Given records:

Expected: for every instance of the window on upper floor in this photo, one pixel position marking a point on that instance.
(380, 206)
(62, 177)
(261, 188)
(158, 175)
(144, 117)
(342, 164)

Your goal: Could you turn all of the lines above into a numbered list, leaving out any blank lines?

Solved exercise:
1. Expected: for every instance of the window on upper floor in this photo, one pixel position marking a point on that instance.
2. (380, 206)
3. (62, 177)
4. (261, 188)
5. (158, 175)
6. (144, 117)
7. (342, 164)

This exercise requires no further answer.